To do:
Write the records out again, unchanged.

(Stored dataset items)
- Opening Delimiter -

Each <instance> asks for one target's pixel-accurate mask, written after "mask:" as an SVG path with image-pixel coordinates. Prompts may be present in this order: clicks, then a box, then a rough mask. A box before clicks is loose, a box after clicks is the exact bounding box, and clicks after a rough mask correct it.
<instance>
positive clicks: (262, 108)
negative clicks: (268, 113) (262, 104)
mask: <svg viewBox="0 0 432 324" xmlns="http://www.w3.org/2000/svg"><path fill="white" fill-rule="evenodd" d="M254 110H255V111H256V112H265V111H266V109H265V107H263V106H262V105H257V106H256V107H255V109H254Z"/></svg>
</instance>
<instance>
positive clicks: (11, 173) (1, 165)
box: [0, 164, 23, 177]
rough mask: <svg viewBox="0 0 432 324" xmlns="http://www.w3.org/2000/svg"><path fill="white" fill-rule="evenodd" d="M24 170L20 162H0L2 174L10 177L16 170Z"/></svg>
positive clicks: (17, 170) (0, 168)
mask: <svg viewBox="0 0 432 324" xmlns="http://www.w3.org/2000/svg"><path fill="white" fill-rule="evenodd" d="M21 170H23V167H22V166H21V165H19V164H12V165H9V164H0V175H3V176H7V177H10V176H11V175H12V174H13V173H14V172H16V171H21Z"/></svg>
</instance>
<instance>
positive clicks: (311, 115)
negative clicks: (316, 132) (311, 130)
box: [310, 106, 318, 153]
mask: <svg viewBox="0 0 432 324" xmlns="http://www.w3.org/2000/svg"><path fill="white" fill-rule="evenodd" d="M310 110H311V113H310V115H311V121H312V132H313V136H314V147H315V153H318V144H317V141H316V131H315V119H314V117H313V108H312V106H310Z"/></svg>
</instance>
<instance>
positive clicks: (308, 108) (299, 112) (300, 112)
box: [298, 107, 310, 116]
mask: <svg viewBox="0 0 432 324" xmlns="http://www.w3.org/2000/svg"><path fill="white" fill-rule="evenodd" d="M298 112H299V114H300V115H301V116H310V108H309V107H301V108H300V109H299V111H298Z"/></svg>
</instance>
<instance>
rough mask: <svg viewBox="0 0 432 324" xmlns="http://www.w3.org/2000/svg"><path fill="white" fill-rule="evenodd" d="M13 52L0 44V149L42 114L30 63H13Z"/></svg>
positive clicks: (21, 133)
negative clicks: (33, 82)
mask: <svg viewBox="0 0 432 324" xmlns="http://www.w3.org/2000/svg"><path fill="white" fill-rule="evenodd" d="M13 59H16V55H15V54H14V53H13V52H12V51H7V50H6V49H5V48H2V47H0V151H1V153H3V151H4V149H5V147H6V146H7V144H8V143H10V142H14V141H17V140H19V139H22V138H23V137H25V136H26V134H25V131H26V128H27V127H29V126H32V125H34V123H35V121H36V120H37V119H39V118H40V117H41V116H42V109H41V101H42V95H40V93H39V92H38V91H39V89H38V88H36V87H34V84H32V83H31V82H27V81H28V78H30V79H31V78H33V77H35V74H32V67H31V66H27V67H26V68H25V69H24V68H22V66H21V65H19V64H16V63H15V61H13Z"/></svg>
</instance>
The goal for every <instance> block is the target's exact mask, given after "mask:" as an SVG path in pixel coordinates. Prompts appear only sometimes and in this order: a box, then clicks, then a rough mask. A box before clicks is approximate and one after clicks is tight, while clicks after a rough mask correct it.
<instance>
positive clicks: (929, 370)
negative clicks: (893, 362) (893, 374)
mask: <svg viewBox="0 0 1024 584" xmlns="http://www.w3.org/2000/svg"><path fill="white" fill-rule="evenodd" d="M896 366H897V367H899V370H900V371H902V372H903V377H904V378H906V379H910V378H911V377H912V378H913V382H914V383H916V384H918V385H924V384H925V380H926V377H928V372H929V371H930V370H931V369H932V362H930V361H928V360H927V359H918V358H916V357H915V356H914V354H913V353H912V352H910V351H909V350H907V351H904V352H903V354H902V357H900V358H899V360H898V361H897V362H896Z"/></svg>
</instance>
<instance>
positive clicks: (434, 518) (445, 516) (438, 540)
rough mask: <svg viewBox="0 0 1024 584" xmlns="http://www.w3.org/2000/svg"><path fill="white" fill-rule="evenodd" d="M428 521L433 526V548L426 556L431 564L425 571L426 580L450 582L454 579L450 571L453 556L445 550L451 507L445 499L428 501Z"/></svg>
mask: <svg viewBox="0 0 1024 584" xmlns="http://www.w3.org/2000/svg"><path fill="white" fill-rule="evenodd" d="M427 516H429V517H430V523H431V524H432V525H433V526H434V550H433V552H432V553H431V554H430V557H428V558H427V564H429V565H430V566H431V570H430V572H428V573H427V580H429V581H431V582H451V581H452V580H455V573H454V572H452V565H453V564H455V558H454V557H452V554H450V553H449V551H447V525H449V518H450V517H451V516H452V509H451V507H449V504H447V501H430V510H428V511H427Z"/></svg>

- Closing Delimiter -

Answer box:
Each <instance> asks for one target's pixel-accurate mask, written after "mask:" as an SVG path with image-pixel coordinates. Prompts may be present in this order: clicks, then a box, then a rough mask. A box before clicks is loose, a box after clicks is the exact bounding box, and clicks after a rough mask correct it.
<instance>
positive clicks: (262, 108)
negative clicks: (268, 113) (262, 104)
mask: <svg viewBox="0 0 432 324" xmlns="http://www.w3.org/2000/svg"><path fill="white" fill-rule="evenodd" d="M254 110H255V111H256V112H265V111H266V109H265V107H263V106H262V105H257V106H256V107H255V109H254Z"/></svg>
</instance>
<instance>
positive clicks: (11, 173) (1, 165)
box: [0, 164, 23, 177]
rough mask: <svg viewBox="0 0 432 324" xmlns="http://www.w3.org/2000/svg"><path fill="white" fill-rule="evenodd" d="M24 170L20 162H0L2 174L10 177L16 170Z"/></svg>
positive clicks: (17, 170) (0, 168)
mask: <svg viewBox="0 0 432 324" xmlns="http://www.w3.org/2000/svg"><path fill="white" fill-rule="evenodd" d="M21 170H23V167H22V166H21V165H19V164H12V165H9V164H0V175H3V176H7V177H10V176H11V175H12V174H13V173H14V172H16V171H21Z"/></svg>
</instance>
<instance>
positive clicks: (311, 115)
negative clicks: (316, 132) (311, 130)
box: [310, 106, 318, 153]
mask: <svg viewBox="0 0 432 324" xmlns="http://www.w3.org/2000/svg"><path fill="white" fill-rule="evenodd" d="M310 110H311V113H310V115H311V121H312V132H313V136H314V147H315V153H318V144H317V141H316V131H315V119H314V117H313V108H312V106H310Z"/></svg>
</instance>
<instance>
positive clicks: (308, 108) (299, 112) (300, 112)
box: [298, 107, 310, 116]
mask: <svg viewBox="0 0 432 324" xmlns="http://www.w3.org/2000/svg"><path fill="white" fill-rule="evenodd" d="M298 112H299V114H300V115H301V116H310V108H309V107H301V108H300V109H299V111H298Z"/></svg>
</instance>
<instance>
rough mask: <svg viewBox="0 0 432 324" xmlns="http://www.w3.org/2000/svg"><path fill="white" fill-rule="evenodd" d="M13 52L0 44V149L42 114L30 63H13Z"/></svg>
positive clicks: (21, 133)
negative clicks: (33, 82)
mask: <svg viewBox="0 0 432 324" xmlns="http://www.w3.org/2000/svg"><path fill="white" fill-rule="evenodd" d="M13 59H16V55H15V54H14V53H13V52H12V51H7V50H6V49H5V48H2V47H0V151H1V153H3V151H4V149H5V147H6V146H7V144H8V143H10V142H14V141H17V140H19V139H22V138H23V137H25V136H26V134H25V131H26V128H27V127H29V126H32V125H34V123H35V121H36V120H37V119H39V118H40V117H41V116H42V109H41V101H42V95H40V93H39V92H38V91H39V89H38V88H36V87H34V84H32V83H31V82H27V81H28V78H30V79H31V78H33V77H35V74H32V67H31V66H27V67H26V68H25V69H24V68H22V66H21V65H19V64H16V63H15V61H13Z"/></svg>
</instance>
The goal for every <instance> block is the target's exact mask, given after "mask:" as an SVG path in pixel coordinates. Prompts appear only sometimes and in this order: a box, then clicks, then a rough mask. A box before clicks is approximate and one after clicks is tight, while clicks after a rough mask correct it.
<instance>
positive clicks: (929, 370)
negative clicks: (893, 362) (893, 374)
mask: <svg viewBox="0 0 1024 584" xmlns="http://www.w3.org/2000/svg"><path fill="white" fill-rule="evenodd" d="M896 366H897V367H899V370H900V371H902V372H903V377H904V378H906V379H910V378H911V377H912V378H913V382H914V383H916V384H918V385H924V384H925V380H926V377H928V372H929V371H930V370H931V369H932V362H930V361H928V360H927V359H918V358H916V357H915V356H914V354H913V353H912V352H910V351H909V350H907V351H904V352H903V354H902V357H900V358H899V360H898V361H897V362H896Z"/></svg>
</instance>
<instance>
positive clicks: (434, 518) (445, 516) (438, 540)
rough mask: <svg viewBox="0 0 1024 584" xmlns="http://www.w3.org/2000/svg"><path fill="white" fill-rule="evenodd" d="M428 521L433 526V548L426 556L431 564L425 571L426 580L450 582L454 579L450 571L453 556L445 550L451 507L445 499L428 501Z"/></svg>
mask: <svg viewBox="0 0 1024 584" xmlns="http://www.w3.org/2000/svg"><path fill="white" fill-rule="evenodd" d="M427 516H429V517H430V523H431V524H432V525H433V526H434V550H433V552H432V553H431V554H430V557H428V558H427V564H429V565H430V566H431V570H430V572H428V573H427V580H429V581H431V582H451V581H452V580H455V573H454V572H452V565H453V564H455V558H454V557H452V554H450V553H449V551H447V525H449V518H450V517H451V516H452V509H451V507H449V504H447V501H430V510H428V511H427Z"/></svg>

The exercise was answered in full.